* Task statement *
Set down the records that follow exactly, every line of them.

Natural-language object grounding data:
—————

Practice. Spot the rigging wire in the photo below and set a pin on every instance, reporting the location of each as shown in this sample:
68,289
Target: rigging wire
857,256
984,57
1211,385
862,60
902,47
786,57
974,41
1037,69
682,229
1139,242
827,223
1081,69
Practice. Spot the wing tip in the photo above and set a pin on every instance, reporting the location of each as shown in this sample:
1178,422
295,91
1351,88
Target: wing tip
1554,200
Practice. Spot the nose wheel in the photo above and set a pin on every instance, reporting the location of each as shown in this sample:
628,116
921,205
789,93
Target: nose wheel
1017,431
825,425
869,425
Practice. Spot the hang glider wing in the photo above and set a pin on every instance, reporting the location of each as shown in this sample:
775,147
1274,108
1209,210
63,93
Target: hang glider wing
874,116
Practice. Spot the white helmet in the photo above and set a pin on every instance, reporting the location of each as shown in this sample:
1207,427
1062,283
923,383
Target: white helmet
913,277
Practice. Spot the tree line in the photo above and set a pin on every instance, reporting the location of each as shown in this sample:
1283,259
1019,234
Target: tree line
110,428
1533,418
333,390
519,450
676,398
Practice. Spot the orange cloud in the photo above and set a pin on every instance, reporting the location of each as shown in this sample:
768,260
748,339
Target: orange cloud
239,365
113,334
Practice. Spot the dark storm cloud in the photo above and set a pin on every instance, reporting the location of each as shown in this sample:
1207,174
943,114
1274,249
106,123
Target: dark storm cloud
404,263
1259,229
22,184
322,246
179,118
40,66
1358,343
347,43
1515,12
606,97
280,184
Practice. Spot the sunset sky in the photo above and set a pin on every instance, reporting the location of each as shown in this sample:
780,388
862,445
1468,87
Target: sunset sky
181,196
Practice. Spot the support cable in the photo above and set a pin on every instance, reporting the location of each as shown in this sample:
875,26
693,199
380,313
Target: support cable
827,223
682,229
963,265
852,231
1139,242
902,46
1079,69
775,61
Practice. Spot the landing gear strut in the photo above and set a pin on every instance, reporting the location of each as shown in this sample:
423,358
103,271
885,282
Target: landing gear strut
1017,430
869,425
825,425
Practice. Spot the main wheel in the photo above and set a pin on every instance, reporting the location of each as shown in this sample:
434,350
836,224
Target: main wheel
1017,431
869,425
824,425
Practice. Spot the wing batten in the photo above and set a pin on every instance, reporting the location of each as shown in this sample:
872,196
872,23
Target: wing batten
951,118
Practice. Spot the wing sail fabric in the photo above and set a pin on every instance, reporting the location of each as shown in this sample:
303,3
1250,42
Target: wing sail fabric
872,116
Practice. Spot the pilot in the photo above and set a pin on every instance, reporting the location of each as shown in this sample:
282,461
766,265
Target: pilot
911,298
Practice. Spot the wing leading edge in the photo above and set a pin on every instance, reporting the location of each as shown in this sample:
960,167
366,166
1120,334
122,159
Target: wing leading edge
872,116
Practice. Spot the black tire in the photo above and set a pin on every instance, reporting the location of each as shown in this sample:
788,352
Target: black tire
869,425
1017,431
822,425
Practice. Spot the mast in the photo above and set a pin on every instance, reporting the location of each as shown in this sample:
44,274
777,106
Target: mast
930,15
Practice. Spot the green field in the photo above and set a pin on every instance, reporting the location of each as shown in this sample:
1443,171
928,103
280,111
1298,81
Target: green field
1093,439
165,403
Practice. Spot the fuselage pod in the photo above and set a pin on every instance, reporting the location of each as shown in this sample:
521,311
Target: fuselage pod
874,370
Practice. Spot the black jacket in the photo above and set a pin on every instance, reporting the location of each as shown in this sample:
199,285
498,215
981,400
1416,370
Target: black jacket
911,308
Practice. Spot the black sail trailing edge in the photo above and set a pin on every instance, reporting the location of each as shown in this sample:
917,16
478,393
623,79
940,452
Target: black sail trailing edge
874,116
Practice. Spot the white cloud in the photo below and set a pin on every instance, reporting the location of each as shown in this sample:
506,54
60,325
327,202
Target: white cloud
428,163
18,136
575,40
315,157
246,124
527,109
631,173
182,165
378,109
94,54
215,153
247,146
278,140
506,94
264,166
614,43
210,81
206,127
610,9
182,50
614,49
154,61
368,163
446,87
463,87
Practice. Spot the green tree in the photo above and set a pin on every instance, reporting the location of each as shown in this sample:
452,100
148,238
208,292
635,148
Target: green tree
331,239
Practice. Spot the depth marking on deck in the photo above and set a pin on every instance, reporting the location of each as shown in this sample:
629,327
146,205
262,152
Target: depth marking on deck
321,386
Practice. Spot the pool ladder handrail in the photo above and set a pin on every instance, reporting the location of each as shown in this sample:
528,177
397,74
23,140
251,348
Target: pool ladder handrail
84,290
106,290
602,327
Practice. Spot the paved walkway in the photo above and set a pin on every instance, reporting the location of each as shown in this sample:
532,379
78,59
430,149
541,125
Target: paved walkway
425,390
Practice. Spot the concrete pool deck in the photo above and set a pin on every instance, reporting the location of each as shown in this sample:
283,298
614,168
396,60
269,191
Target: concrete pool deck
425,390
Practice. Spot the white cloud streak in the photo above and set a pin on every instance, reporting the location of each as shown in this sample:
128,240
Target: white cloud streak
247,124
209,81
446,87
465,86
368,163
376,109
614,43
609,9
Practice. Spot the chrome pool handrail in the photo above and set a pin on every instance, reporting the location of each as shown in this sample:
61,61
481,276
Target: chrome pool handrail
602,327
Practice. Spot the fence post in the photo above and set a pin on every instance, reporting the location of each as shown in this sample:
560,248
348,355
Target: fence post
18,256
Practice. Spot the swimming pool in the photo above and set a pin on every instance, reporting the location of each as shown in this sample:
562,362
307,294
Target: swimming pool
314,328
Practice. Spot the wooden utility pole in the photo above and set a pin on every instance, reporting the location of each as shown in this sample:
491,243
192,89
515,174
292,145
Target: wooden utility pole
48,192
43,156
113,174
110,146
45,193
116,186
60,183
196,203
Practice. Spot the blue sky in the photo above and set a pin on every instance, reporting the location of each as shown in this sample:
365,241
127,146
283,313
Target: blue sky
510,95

—————

* Result *
Practice. Spot the rigging wire in the photo below and set a pin on every instance, reporting the location of each as shown in this sample:
68,289
Target: rigging wire
857,256
984,57
1211,385
862,60
902,47
786,57
974,41
1037,69
682,229
1139,242
827,223
1081,69
Practice. Spot the wing tip in the photo above and set a pin on every instance, reporting the location of each as shown in this sample:
1178,422
295,91
1351,88
Target: wing tip
1554,200
Practice. Spot the nose wheel in the photo above and set a pin on every instance, reporting the location of each as shown in this sample:
628,116
921,205
789,93
Target: nose wheel
1017,431
825,425
869,425
Practice. Spot the hang glider wing in the photo above and set a pin on every instance, reporting the location of each as shown in this sample:
775,147
1274,108
1209,210
63,93
Target: hang glider wing
874,116
Practice. Spot the white helmet in the photo above and set a pin on every instance, reporting the location of each as shown in this sample:
1207,427
1062,283
923,383
Target: white helmet
913,277
Practice. Spot the tree line in the photo above and set a pin on every instance, reporting the location of each as shown in this sample:
1283,259
1019,234
Target: tree line
110,428
1533,418
333,390
519,450
676,398
Practice. Spot the orange cloud in the photo above and set a pin on every instance, reporting the location of each as shown in this sample:
768,260
748,339
Target: orange cloud
239,365
113,334
Practice. Spot the dark storm cloud in the photo above and set a pin on every instance, reporting the location of each as shown in this sample:
1207,174
943,114
1274,249
106,123
Target: dark storm cloud
404,263
1259,229
22,184
322,246
179,118
40,66
1358,343
347,43
1515,12
606,97
280,184
Practice. Spot the sunset sky in the photo above and set a pin on every instance, reporting the location of each as shown in this sample:
780,388
862,445
1468,87
Target: sunset sky
181,196
Practice. Spot the support cable in the photo above and set a pin on every instance, reporting the location of each as shown in this sample:
875,26
693,199
380,313
Target: support cable
827,223
682,229
963,265
852,231
1139,242
902,46
1079,69
775,61
Practice. Spot the landing gear strut in the photo above and set a pin on every instance, reporting the location of each as shown in this sample:
423,358
103,271
885,282
Target: landing gear strut
1017,430
869,425
825,425
Practice. Spot the main wheel in the photo above and set a pin on every instance, reporting the location of each as shown in this sample:
434,350
836,224
Target: main wheel
1017,431
869,425
824,425
Practice. Spot the wing batten in the photo above and set a pin on every instance, reporting the location of each as shown in this sample:
872,196
872,23
Target: wing batten
951,118
Practice. Spot the wing sail fabric in the photo above and set a pin on every instance, reporting the location of each as shown in this sample:
303,3
1250,42
Target: wing sail fabric
872,116
Practice. Spot the pilot in the photo above and set a pin on every instance, reporting the location of each as shown in this sample:
282,461
766,265
Target: pilot
911,298
Practice. Spot the wing leading edge in the photo above and set a pin on every instance, reporting the location of each as shown in this sample:
960,167
366,166
1120,334
122,159
Target: wing leading edge
872,116
Practice. Spot the black tire in the photo above and set a pin on every instance, reporting the location of each as shown in this sample:
788,352
Target: black tire
869,425
1017,431
822,425
Practice. Spot the mast in the photo above and set a pin on every instance, reporting the location of each as shown in this sample:
44,274
777,106
Target: mast
930,15
Practice. Spot the green field in the photo above and set a pin on every instance, reporting the location of each as shown in this sample:
1443,171
928,103
280,111
1298,81
Target: green field
1093,439
165,403
Practice. Spot the fuselage pod in the photo above and set a pin on every instance, reporting the location of each as shown in this sample:
521,311
Target: fuselage pod
874,370
Practice. Spot the black jacket in the photo above and set a pin on every instance, reporting the location of each as shown in this sample:
199,285
498,215
981,400
1416,370
Target: black jacket
911,308
Practice. Spot the black sail trailing edge in the photo above and set a pin on every instance, reporting the location of each as shown in this sample:
917,16
478,393
623,79
940,452
Target: black sail trailing edge
874,116
Practice. Spot the white cloud in the photo below and set a pin on every instance, reporting the location of each as shown in this sample:
506,54
60,325
327,202
Target: white cloud
428,163
18,136
575,40
315,157
246,124
527,109
631,173
182,165
378,109
94,54
215,153
247,146
278,140
506,94
264,166
614,43
210,81
206,127
610,9
182,50
614,49
154,61
368,163
446,87
463,87
Practice. Spot the green tree in the photo above and set a pin on every instance, reporting the location of each as shown in this sample:
452,100
148,238
208,292
635,148
Target: green tree
331,239
Practice. Spot the depth marking on deck in the photo above and set a pin on every instance, reporting the location of each as shown in this sample:
629,327
146,205
262,152
Target: depth marking on deck
321,386
Practice. Spot the pool ladder handrail in the photo above and set a pin on every instance, reporting the location of each as shown in this sample:
528,177
397,74
23,140
251,348
Target: pool ladder handrail
84,290
106,290
602,327
Practice. Spot the paved walkway in the photo above and set a pin on every instance, reporting the location of each as shown in this sample:
532,379
78,59
430,149
541,125
Target: paved walkway
425,390
Practice. Spot the concrete pool deck in the photo above and set a pin on every instance, reporting the location of each as shown in this sample:
283,298
614,168
396,60
269,191
Target: concrete pool deck
425,390
Practice. Spot the white cloud streak in the photo above and set a pin on every instance, reporting the location of each as shown in this sample:
128,240
Target: white cloud streak
247,124
209,81
446,87
465,86
368,163
376,109
614,43
609,9
Practice. Spot the chrome pool handrail in the photo above and set a pin on every instance, reporting the location of each as shown in this sample:
61,61
481,276
Target: chrome pool handrail
602,327
Practice. Spot the fence post in the photo above and set a pin on every instance, reporting the location of each as shown in this sample:
560,248
348,355
Target: fence post
18,256
Practice. Spot the swimming pool in the photo above and set a pin on every instance, reporting the location of each as shown in this sample:
562,362
307,294
Target: swimming pool
314,328
Practice. Spot the wooden utility pole in the photo above and set a pin on every instance, reporting the location of each as shown in this sample:
491,243
192,89
515,174
292,145
Target: wooden utility pole
48,192
43,156
113,174
110,146
45,193
116,186
60,183
196,203
Practice. Spot the blue sky in the photo above and set a pin on every instance, reporting the location of each as shown in this sample:
365,241
127,146
283,313
Target: blue sky
510,95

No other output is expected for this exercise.